REQUIRED ACTION 1:
Reproduce the stretch of the Nat Gonella excerpt from "He reformed his" through "in August 1966.".
REQUIRED ACTION 2:
According to the Nat Gonella excerpt, which comedian did Gonella tour with on the variety stage during the 1950s?
REQUIRED ACTION 3:
Extend the Nat Gonella excerpt, picking up after its final sentence.

He joined the army in 1941, and was recruited into the Stars in Battledress campaign, touring allied camps in Europe and North Africa. In February 1945 he played in RTR band for troops at an army camp near Bournemouth, either Bovington or Lulworth. [unpublished diary John Robson Edwards] Whilst in Europe and North Africa Gonella served as the personal servant or "batman" to Major Alexander Karet and once the war had ended was offered the position as personal Butler to the Major, but he politely declined the offer, so that he could be free to pursue his musical career.

He reformed his band after the war, but the economic and musical climate was changing rapidly at that time. He flirted briefly with bebop, acknowledged that it was not for him, and returned to the variety stage during the 1950s, touring with the likes of the comedian Max Miller.

==The 1960s and 1970s==
The revival in traditional jazz in the late Fifties allowed him to reform his Georgians in 1960. On 22nd February 1960 he featured on the UK television show This Is Your Life, an appearance which later inspired an album The Nat Gonella Story, modelled on Louis Armstrong's A Musical Autobiography. He also appeared on the BBC radio programme Desert Island Discs in August 1966.

All of this attention re-established Gonella, at least until the advent of The Beatles brought the trad jazz boom to a halt. He moved to Lancashire in 1962, and toured regularly on the Northern club circuit until his alleged retirement on his 65th birthday, on 7 March 1973.

== Post-retirement ==
That retirement did not last long. Drummer Ted Easton persuaded him to come to play to his (Easton's) club in the Netherlands during the mid-1970s, and a new recording of a song he had first cut with Roy Fox in 1931, "Oh, Monah", became a big hit in the Netherlands.

Region pointing data:
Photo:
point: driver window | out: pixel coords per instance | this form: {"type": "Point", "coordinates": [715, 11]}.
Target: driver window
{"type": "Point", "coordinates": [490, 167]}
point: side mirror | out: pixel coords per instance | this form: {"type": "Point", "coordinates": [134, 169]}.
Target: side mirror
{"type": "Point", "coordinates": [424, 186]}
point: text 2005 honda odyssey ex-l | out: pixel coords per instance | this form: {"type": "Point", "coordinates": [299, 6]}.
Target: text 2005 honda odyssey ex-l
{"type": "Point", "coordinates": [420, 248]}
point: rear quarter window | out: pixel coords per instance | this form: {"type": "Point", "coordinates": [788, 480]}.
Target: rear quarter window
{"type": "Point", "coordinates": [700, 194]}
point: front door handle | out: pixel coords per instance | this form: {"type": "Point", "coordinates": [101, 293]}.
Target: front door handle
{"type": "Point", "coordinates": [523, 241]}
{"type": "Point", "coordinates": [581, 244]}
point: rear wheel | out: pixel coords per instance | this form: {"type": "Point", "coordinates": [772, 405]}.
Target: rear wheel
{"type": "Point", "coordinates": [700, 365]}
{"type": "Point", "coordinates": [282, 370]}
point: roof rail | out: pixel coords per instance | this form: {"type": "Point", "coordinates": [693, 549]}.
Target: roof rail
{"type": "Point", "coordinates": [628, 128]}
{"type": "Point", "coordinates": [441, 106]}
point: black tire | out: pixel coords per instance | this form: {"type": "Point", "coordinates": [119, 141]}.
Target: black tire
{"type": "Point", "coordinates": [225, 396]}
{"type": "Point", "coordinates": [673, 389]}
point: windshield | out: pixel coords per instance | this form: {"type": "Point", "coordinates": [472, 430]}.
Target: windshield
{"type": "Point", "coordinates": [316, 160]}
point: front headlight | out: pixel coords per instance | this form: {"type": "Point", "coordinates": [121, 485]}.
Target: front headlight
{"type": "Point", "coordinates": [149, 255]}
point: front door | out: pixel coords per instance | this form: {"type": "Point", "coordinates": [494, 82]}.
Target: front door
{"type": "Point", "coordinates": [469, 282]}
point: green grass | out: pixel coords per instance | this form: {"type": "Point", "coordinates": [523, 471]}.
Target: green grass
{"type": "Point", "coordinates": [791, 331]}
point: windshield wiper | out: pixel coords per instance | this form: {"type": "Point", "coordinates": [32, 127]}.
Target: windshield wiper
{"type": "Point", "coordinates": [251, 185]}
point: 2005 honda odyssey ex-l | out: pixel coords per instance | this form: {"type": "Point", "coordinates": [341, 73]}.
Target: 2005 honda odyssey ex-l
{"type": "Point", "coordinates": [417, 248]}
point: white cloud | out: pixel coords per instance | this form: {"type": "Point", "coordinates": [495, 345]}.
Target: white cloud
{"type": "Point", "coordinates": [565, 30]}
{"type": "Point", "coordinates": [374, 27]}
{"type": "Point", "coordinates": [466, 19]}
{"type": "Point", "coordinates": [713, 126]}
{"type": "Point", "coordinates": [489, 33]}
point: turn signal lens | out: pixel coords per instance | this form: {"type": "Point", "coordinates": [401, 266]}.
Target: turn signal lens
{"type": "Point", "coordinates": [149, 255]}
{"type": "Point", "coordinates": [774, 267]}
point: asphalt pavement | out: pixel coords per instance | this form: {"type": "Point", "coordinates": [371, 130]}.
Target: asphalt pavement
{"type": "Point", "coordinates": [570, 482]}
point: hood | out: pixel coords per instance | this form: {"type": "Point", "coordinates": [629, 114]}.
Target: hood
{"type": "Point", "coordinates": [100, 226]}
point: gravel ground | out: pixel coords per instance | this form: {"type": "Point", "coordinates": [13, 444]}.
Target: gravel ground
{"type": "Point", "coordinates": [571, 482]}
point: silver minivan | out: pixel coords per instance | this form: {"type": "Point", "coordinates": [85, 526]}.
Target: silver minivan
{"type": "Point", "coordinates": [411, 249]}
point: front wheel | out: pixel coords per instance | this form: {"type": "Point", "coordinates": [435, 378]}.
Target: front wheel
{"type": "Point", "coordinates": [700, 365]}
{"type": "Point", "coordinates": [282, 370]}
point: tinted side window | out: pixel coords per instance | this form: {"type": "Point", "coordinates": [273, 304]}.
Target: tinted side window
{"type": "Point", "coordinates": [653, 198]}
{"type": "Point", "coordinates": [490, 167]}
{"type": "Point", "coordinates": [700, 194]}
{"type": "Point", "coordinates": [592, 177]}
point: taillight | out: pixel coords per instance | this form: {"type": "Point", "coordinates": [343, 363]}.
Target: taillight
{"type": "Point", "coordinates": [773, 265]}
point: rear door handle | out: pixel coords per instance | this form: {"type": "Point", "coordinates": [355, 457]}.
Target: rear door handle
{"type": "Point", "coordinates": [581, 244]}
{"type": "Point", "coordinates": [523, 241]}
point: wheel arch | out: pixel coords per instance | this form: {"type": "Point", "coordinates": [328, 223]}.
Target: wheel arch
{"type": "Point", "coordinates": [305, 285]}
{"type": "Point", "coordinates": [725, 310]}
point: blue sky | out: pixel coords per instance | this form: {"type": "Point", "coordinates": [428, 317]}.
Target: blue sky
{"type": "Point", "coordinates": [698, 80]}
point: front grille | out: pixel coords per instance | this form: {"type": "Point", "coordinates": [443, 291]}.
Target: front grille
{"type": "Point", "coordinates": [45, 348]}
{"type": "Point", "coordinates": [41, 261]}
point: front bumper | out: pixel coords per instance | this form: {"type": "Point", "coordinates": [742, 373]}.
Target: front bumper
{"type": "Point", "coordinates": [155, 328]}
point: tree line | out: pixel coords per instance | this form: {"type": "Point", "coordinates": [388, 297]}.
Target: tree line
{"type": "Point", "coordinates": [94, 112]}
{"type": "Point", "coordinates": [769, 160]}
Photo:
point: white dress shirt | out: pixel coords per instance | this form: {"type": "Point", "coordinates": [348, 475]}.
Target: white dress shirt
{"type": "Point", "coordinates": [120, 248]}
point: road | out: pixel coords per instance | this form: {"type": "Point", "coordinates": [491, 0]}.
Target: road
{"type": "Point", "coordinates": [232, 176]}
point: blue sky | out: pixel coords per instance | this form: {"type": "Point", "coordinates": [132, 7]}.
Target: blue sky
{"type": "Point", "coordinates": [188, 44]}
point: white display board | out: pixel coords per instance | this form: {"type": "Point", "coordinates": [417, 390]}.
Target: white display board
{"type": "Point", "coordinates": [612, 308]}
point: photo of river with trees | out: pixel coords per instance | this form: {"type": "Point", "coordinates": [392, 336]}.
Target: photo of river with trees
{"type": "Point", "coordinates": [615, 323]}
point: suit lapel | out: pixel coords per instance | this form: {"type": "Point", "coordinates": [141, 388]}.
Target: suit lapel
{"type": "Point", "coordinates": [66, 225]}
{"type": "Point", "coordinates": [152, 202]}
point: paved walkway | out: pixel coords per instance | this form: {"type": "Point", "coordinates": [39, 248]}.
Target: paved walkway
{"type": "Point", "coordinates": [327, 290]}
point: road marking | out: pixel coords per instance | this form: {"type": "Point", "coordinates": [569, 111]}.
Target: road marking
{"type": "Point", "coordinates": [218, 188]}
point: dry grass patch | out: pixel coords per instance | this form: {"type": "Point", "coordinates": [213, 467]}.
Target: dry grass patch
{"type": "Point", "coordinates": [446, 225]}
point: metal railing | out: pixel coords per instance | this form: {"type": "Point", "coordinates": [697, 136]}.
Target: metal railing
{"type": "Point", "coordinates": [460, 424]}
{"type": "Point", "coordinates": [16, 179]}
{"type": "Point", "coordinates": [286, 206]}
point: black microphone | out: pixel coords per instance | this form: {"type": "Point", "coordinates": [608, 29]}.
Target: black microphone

WRITTEN REPLY 1:
He reformed his band after the war, but the economic and musical climate was changing rapidly at that time. He flirted briefly with bebop, acknowledged that it was not for him, and returned to the variety stage during the 1950s, touring with the likes of the comedian Max Miller.

==The 1960s and 1970s==
The revival in traditional jazz in the late Fifties allowed him to reform his Georgians in 1960. On 22nd February 1960 he featured on the UK television show This Is Your Life, an appearance which later inspired an album The Nat Gonella Story, modelled on Louis Armstrong's A Musical Autobiography. He also appeared on the BBC radio programme Desert Island Discs in August 1966.

WRITTEN REPLY 2:
Max Miller

WRITTEN REPLY 3:
It was to be his final flourish on trumpet, but he continued to sing after moving to Gosport, Hampshire, in 1977 – where a square was renamed in his honour in 1994, and was always happy to stand up and do so in a local pubs or at the Gosport Jazz Club.

Digby Fairweather's New Georgians paid tribute to Gonella's musical heritage in 1984, and Fairweather and fellow trumpeter Humphrey Lyttelton co-hosted a television tribute, Fifty Years of Nat Gonella, the following year, in which Gonella himself was an enthusiastic participant.

He continued to sing occasionally with various bands, and made the headlines again in 1997 when a sampled excerpt of his trumpet playing from a recording he made in 1932 was used in White Town's number one pop hit "Your Woman". The same sample was later used for Dua Lipa's 2020 song "Love Again".

Nat Gonella died at the Gosport War Memorial Hospital, Hampshire on 6 August 1998, aged 90.

Gonella was a down-to-earth and unassuming character, and remained so throughout his life. On BBC Radio 4, Barry Humphries said that "Oh Mona" was one of two tracks that had most appealed to him in his life. Humphrey Lyttelton is among those who have testified to the fact that fame and success sat easily on Gonella's shoulders, and reports that he would show genuine astonishment when Lyttelton would confess, as well as other prominent musicians, to Gonella having been his first jazz hero.